> _Exercise requirements_:
A: Please write out the part of the Hiroki Moriya text that begins at the words "Japanese tennis player (born" and stops after "3R (2007, 2008)", keeping every word and mark the same.
B: Find each line of the entries that contains the word "instance" and copy those lines as they appear.

> _Source text_:

+++++

Grand Slam singles results
- Australian Open: 1R (2015)
- French Open: Q2 (2012, 2020)
- Wimbledon: 1R (2015)
- US Open: 1R (2012)

Doubles
- Career record: 0–2
- Career titles: 0
- Highest ranking: No. 224 (15 July 2019)

= Hiroki Moriya =

Japanese tennis player (born 1990)

Hiroki Moriya (守屋 宏紀, Moriya Hiroki) is a Japanese tennis player. He achieved a career-high singles ranking of world No. 143 on 5 January 2015 and a doubles ranking of No. 224 achieved on 15 July 2019. Moriya has won three ATP Challenger Tour singles titles.

==Tennis career==

===Juniors===
As a junior, Moriya compiled a singles win–loss record of 76–37, reaching as high as No. 17 in the junior combined world rankings in October 2008.

Junior Grand Slam results:

Australian Open: 3R (2007, 2008)

+++++

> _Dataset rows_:
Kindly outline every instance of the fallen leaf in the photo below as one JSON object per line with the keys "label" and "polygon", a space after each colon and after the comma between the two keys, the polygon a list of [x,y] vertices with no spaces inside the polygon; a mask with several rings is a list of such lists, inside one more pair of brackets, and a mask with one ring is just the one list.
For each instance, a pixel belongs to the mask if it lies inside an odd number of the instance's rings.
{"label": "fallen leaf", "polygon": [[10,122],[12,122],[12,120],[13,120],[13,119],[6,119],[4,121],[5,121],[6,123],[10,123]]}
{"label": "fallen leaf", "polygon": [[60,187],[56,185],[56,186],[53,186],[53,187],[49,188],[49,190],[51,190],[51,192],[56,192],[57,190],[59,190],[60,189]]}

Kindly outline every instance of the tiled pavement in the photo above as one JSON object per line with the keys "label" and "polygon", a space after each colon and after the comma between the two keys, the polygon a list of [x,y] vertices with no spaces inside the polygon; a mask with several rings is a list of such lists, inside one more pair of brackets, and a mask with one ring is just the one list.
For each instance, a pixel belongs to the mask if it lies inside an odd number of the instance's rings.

+++++

> _Task-by-task results_:
A:
Japanese tennis player (born 1990)

Hiroki Moriya (守屋 宏紀, Moriya Hiroki) is a Japanese tennis player. He achieved a career-high singles ranking of world No. 143 on 5 January 2015 and a doubles ranking of No. 224 achieved on 15 July 2019. Moriya has won three ATP Challenger Tour singles titles.

==Tennis career==

===Juniors===
As a junior, Moriya compiled a singles win–loss record of 76–37, reaching as high as No. 17 in the junior combined world rankings in October 2008.

Junior Grand Slam results:

Australian Open: 3R (2007, 2008)

B:
Kindly outline every instance of the fallen leaf in the photo below as one JSON object per line with the keys "label" and "polygon", a space after each colon and after the comma between the two keys, the polygon a list of [x,y] vertices with no spaces inside the polygon; a mask with several rings is a list of such lists, inside one more pair of brackets, and a mask with one ring is just the one list.
For each instance, a pixel belongs to the mask if it lies inside an odd number of the instance's rings.
Kindly outline every instance of the tiled pavement in the photo above as one JSON object per line with the keys "label" and "polygon", a space after each colon and after the comma between the two keys, the polygon a list of [x,y] vertices with no spaces inside the polygon; a mask with several rings is a list of such lists, inside one more pair of brackets, and a mask with one ring is just the one list.
For each instance, a pixel belongs to the mask if it lies inside an odd number of the instance's rings.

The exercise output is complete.